** Opening Source information block **
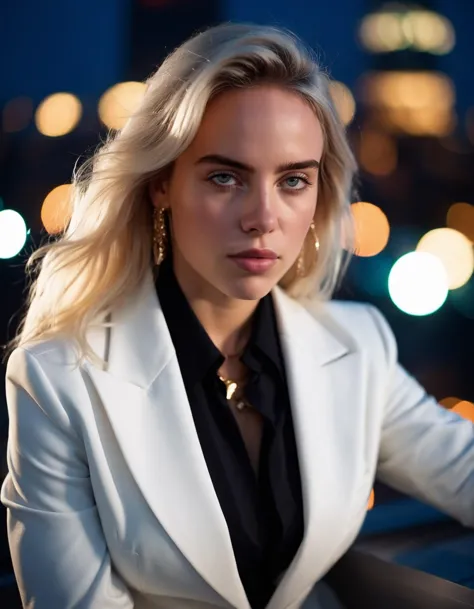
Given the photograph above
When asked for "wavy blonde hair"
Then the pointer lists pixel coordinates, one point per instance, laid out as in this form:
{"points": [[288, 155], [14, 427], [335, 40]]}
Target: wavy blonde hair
{"points": [[105, 252]]}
** Closing Source information block **
_Work item_
Return the lines above, starting at the one that contains "Then the pointer" and running through the last, exactly as they appear, with no extra lines.

_Task output_
Then the pointer lists pixel coordinates, one point per instance, laid out as in this form:
{"points": [[288, 155], [14, 427], [335, 40]]}
Target: wavy blonde hair
{"points": [[105, 252]]}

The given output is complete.